# [GIVEN INSTRUCTION]
Copy everything from the line containing "Challenge: I say the small" down to the last of the lines, and add 14 to every box coordinate in the answers.

(Excerpts of labeled region data)
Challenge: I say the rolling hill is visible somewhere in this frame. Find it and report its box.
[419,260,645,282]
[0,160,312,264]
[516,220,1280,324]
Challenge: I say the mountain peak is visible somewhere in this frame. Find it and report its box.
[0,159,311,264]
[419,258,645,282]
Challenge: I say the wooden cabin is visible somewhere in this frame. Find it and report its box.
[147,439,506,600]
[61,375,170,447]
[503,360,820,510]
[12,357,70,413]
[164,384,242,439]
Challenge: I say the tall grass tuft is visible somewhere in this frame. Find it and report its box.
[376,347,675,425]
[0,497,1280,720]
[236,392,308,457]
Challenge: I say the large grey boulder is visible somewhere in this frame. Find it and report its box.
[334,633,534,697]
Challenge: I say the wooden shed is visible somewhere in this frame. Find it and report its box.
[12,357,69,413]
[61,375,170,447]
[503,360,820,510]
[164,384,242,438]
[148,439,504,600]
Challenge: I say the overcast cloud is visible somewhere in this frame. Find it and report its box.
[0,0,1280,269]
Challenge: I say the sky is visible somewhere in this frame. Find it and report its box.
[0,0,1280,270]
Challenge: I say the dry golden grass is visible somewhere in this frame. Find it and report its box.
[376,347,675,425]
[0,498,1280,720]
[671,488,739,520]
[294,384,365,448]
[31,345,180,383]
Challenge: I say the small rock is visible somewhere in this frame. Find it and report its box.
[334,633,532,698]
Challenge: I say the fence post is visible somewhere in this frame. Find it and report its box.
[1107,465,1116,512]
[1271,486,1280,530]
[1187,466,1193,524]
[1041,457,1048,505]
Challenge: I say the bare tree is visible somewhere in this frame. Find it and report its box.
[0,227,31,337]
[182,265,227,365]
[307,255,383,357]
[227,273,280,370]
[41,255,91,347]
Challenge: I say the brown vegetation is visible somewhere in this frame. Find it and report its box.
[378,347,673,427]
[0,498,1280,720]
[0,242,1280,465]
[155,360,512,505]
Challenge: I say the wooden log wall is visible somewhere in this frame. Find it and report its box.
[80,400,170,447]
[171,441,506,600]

# [OUTPUT BELOW]
Challenge: I say the small rock is visible somewhere in this frame. Find it and report its box.
[348,647,546,712]
Challenge: I say the fence post is visible somewhere in this frame. Find it and report its box.
[1121,479,1130,526]
[1285,500,1294,544]
[1201,480,1207,538]
[1055,471,1062,519]
Challenge: I say the bare tree is visible somewhere in this frame. Find it and report its box.
[14,241,45,351]
[196,279,241,379]
[321,269,397,371]
[241,287,294,384]
[55,269,105,361]
Challenge: I say the brown vegetation is visible somewhere in this frame. Find it and report its box.
[392,361,687,441]
[14,512,1294,734]
[14,256,1294,479]
[169,374,526,519]
Challenge: I say the wooden log wall is visible somewhere in this frame. Find it and report its box.
[94,414,184,461]
[185,455,520,614]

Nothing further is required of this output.